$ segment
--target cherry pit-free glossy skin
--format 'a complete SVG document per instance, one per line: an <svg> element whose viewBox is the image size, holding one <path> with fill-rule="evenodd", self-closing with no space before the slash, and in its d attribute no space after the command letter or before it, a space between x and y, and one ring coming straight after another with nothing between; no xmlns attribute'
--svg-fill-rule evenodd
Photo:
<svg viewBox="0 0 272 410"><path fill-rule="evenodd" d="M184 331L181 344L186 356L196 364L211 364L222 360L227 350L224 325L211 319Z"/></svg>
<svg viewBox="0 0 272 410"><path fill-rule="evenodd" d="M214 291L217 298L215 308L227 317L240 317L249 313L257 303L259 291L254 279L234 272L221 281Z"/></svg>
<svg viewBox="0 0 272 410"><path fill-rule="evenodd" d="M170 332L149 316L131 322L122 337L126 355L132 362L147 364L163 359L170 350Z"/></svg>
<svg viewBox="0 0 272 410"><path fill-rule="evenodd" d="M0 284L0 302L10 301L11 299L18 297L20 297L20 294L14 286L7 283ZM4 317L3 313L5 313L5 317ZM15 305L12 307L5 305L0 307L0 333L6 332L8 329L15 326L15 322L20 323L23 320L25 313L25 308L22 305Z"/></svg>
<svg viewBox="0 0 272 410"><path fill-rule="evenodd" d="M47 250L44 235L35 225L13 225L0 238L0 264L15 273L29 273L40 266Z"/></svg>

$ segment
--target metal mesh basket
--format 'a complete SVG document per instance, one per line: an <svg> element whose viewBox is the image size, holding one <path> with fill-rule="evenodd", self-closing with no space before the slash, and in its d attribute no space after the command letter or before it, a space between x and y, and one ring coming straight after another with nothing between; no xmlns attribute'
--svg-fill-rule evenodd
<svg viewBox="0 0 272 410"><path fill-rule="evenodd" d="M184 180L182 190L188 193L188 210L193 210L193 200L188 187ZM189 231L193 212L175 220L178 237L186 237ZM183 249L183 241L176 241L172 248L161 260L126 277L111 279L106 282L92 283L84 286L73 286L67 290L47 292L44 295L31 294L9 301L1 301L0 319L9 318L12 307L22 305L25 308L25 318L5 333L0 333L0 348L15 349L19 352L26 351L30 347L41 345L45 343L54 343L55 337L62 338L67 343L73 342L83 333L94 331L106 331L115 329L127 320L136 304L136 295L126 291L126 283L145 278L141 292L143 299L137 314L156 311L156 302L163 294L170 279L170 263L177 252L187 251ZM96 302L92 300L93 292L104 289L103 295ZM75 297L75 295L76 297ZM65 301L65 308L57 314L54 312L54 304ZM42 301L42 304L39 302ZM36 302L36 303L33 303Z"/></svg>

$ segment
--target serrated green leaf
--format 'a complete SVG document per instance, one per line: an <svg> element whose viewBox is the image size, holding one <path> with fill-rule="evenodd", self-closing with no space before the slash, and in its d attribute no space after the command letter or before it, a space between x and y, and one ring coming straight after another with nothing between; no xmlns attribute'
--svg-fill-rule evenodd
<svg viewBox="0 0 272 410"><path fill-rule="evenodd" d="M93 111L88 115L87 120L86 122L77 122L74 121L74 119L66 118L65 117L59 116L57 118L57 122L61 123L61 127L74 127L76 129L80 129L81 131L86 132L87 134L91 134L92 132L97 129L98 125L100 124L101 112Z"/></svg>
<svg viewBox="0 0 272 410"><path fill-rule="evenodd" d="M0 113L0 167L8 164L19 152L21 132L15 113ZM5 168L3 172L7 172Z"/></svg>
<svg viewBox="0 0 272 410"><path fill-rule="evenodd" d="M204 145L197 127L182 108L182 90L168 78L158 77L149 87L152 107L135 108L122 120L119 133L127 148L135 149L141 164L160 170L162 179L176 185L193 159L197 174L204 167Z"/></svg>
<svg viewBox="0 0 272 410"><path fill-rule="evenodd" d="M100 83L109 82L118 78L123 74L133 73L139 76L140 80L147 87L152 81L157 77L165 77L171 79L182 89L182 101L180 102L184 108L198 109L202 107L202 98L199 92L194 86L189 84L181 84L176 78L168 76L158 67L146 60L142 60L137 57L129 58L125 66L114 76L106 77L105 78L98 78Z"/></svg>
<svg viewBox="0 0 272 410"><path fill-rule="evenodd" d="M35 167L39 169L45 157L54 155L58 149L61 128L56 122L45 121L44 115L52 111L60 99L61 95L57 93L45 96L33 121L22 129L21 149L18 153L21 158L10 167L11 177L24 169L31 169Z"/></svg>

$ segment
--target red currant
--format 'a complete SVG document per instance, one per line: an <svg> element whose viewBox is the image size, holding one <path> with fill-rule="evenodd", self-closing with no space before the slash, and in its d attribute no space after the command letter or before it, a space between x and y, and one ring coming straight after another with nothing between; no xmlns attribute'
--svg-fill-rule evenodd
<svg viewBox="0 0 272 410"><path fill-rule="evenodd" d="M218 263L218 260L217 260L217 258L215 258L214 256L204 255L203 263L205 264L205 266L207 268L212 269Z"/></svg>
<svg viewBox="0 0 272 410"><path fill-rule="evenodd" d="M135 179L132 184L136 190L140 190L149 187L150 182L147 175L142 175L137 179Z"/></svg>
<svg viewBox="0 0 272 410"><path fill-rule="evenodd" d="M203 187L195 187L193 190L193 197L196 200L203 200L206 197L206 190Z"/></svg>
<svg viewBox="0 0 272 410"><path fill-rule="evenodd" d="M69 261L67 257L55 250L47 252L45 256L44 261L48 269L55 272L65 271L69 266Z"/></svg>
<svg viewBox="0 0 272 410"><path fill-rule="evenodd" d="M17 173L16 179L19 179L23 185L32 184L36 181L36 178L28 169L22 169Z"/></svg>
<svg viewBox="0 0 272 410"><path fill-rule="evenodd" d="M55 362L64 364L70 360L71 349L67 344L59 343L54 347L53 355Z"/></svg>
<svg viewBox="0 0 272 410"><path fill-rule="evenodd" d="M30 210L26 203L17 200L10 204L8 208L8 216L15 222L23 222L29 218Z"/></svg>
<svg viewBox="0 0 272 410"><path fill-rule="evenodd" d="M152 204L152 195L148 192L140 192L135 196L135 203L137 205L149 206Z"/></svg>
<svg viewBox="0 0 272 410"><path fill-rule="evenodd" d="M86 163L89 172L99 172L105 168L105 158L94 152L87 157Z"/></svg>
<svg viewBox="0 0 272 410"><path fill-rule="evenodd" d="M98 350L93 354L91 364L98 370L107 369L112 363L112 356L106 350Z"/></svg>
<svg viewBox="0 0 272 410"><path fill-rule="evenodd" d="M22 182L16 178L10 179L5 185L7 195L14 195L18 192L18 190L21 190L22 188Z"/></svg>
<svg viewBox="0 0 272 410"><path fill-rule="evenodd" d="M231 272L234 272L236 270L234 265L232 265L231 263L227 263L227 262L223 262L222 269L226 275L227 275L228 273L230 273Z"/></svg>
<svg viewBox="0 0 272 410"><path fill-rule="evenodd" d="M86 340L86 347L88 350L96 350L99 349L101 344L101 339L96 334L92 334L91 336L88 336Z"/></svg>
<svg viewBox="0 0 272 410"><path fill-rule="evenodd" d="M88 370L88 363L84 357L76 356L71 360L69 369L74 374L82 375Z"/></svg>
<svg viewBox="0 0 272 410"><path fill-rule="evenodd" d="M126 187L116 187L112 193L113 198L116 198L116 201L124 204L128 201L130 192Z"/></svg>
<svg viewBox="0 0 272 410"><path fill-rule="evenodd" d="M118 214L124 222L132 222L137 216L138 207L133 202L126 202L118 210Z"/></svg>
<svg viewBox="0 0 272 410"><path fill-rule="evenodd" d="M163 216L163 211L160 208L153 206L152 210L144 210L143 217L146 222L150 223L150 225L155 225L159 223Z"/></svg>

Aim of the task: Copy every one of the lines above, character for character.

Written reply:
$ segment
--target cherry pit-free glossy skin
--format 'a complete SVG document per instance, one per line: an <svg> element whose viewBox is the image size, holding one <path> with fill-rule="evenodd", self-closing with no space before the slash, and in its d attribute no space after the command letter or before it, a space between x and y, and one ring coming straight after another with nothing between; no xmlns attribute'
--svg-fill-rule evenodd
Photo:
<svg viewBox="0 0 272 410"><path fill-rule="evenodd" d="M184 331L181 344L186 356L196 364L211 364L222 360L227 350L224 325L211 319Z"/></svg>
<svg viewBox="0 0 272 410"><path fill-rule="evenodd" d="M214 291L217 298L215 308L227 317L240 317L249 313L257 303L259 291L254 279L234 272L221 281Z"/></svg>
<svg viewBox="0 0 272 410"><path fill-rule="evenodd" d="M170 332L149 316L131 322L122 337L126 355L132 362L147 364L163 359L170 350Z"/></svg>
<svg viewBox="0 0 272 410"><path fill-rule="evenodd" d="M0 284L0 302L10 301L11 299L18 297L20 297L20 294L14 286L7 283ZM4 317L3 313L5 313L5 317ZM15 305L12 307L5 305L0 307L0 333L6 332L8 329L15 326L15 322L20 323L23 320L25 313L25 308L22 305Z"/></svg>
<svg viewBox="0 0 272 410"><path fill-rule="evenodd" d="M47 250L44 235L35 225L13 225L0 238L0 264L15 273L29 273L40 266Z"/></svg>

$ segment
--target metal mesh basket
--format 'a complete SVG document per instance, one per line: an <svg> element whose viewBox is the image size, holding one <path> with fill-rule="evenodd", self-closing with no space before the slash, and in its d attribute no space after the command letter or before it, a space between x and y, and one ring coming straight after another with nothing between; no xmlns attribute'
--svg-fill-rule evenodd
<svg viewBox="0 0 272 410"><path fill-rule="evenodd" d="M184 180L182 190L188 193L188 210L193 210L193 200L188 187ZM189 231L193 212L175 220L178 237L186 237ZM183 249L183 241L176 241L172 248L161 260L126 277L111 279L106 282L92 283L84 286L73 286L67 290L47 292L44 295L31 294L9 301L1 301L0 319L9 318L12 307L22 305L25 308L25 318L5 333L0 333L0 348L15 349L19 352L26 351L30 347L41 345L45 343L54 343L55 337L62 338L67 343L73 342L83 333L94 331L106 331L115 329L127 320L136 304L136 295L126 291L126 283L145 278L141 292L143 299L137 314L156 311L156 302L163 294L170 279L170 263L177 252L187 251ZM96 302L92 300L93 292L104 289L103 295ZM75 297L75 295L76 297ZM65 301L65 308L57 314L54 312L54 304ZM42 301L42 304L39 302ZM36 302L36 303L33 303Z"/></svg>

$ segment
--target serrated green leaf
--format 'a complete SVG document per instance, one per line: an <svg> element whose viewBox is the image size, holding one <path> with fill-rule="evenodd", self-closing with no space before the slash, and in its d attribute no space after the command letter or before it, a space between x and y, and one ring coming straight after another with nothing between; no xmlns attribute'
--svg-fill-rule evenodd
<svg viewBox="0 0 272 410"><path fill-rule="evenodd" d="M93 111L88 115L87 120L86 122L77 122L74 121L74 119L66 118L65 117L59 116L57 118L57 122L61 123L61 127L74 127L76 129L80 129L81 131L86 132L87 134L91 134L92 132L97 129L98 125L100 124L101 112Z"/></svg>
<svg viewBox="0 0 272 410"><path fill-rule="evenodd" d="M0 113L0 167L8 164L19 152L21 132L15 113ZM5 168L3 172L7 172Z"/></svg>
<svg viewBox="0 0 272 410"><path fill-rule="evenodd" d="M204 145L197 127L182 108L182 90L168 78L158 77L149 87L152 107L135 108L122 120L119 133L127 148L135 149L141 164L160 170L162 179L176 185L193 159L197 174L204 167Z"/></svg>
<svg viewBox="0 0 272 410"><path fill-rule="evenodd" d="M100 83L109 82L118 78L123 74L133 73L139 76L140 80L147 87L152 81L157 77L165 77L171 79L182 89L182 101L180 102L184 108L198 109L202 107L202 98L199 92L194 86L189 84L181 84L176 78L168 76L158 67L146 60L142 60L137 57L129 58L125 66L114 76L106 77L105 78L98 78Z"/></svg>
<svg viewBox="0 0 272 410"><path fill-rule="evenodd" d="M35 167L39 169L45 157L54 155L58 149L61 128L56 122L45 121L44 115L52 111L60 99L61 95L57 93L45 96L33 121L22 129L21 149L18 153L21 158L10 167L11 177L24 169L31 169Z"/></svg>

$ segment
--target red currant
--format 'a complete SVG document per instance, one per line: an <svg> element whose viewBox is the image size, holding one <path> with fill-rule="evenodd", self-closing with no space before the slash, and in its d attribute no space after the command letter or before it, a space between x and y, and one ring coming straight after another with nothing between; no xmlns attribute'
--svg-fill-rule evenodd
<svg viewBox="0 0 272 410"><path fill-rule="evenodd" d="M218 263L218 260L217 260L217 258L215 258L214 256L204 255L203 263L205 264L205 266L207 268L212 269Z"/></svg>
<svg viewBox="0 0 272 410"><path fill-rule="evenodd" d="M135 179L132 184L136 190L140 190L149 187L150 182L147 175L142 175L137 179Z"/></svg>
<svg viewBox="0 0 272 410"><path fill-rule="evenodd" d="M203 187L195 187L193 190L193 197L196 200L203 200L206 197L206 190Z"/></svg>
<svg viewBox="0 0 272 410"><path fill-rule="evenodd" d="M69 261L67 257L55 250L47 252L45 256L44 261L48 269L55 272L65 271L69 266Z"/></svg>
<svg viewBox="0 0 272 410"><path fill-rule="evenodd" d="M17 173L16 179L19 179L23 185L32 184L36 181L36 178L28 169L22 169Z"/></svg>
<svg viewBox="0 0 272 410"><path fill-rule="evenodd" d="M55 362L64 364L70 360L71 349L67 344L59 343L54 347L53 355Z"/></svg>
<svg viewBox="0 0 272 410"><path fill-rule="evenodd" d="M30 210L26 203L17 200L10 204L8 208L8 216L15 222L23 222L29 218Z"/></svg>
<svg viewBox="0 0 272 410"><path fill-rule="evenodd" d="M152 204L152 195L148 192L140 192L135 196L135 203L137 205L149 206Z"/></svg>
<svg viewBox="0 0 272 410"><path fill-rule="evenodd" d="M86 163L89 172L99 172L105 168L105 158L94 152L87 157Z"/></svg>
<svg viewBox="0 0 272 410"><path fill-rule="evenodd" d="M98 350L93 354L91 364L98 370L107 369L112 363L112 356L106 350Z"/></svg>
<svg viewBox="0 0 272 410"><path fill-rule="evenodd" d="M22 182L16 178L10 179L5 185L7 195L14 195L18 192L18 190L21 190L22 188Z"/></svg>
<svg viewBox="0 0 272 410"><path fill-rule="evenodd" d="M231 272L234 272L236 270L234 265L232 265L231 263L227 263L227 262L223 262L222 269L226 275L227 275L228 273L230 273Z"/></svg>
<svg viewBox="0 0 272 410"><path fill-rule="evenodd" d="M86 340L86 347L88 350L96 350L99 349L101 344L101 339L96 334L92 334L91 336L88 336Z"/></svg>
<svg viewBox="0 0 272 410"><path fill-rule="evenodd" d="M88 370L88 363L84 357L76 356L71 360L69 369L74 374L82 375Z"/></svg>
<svg viewBox="0 0 272 410"><path fill-rule="evenodd" d="M126 187L116 187L112 193L113 198L116 198L116 201L124 204L128 201L130 192Z"/></svg>
<svg viewBox="0 0 272 410"><path fill-rule="evenodd" d="M118 214L124 222L132 222L137 216L138 207L133 202L126 202L118 210Z"/></svg>
<svg viewBox="0 0 272 410"><path fill-rule="evenodd" d="M163 216L163 211L160 208L153 206L152 210L144 210L143 217L146 222L150 223L150 225L155 225L159 223Z"/></svg>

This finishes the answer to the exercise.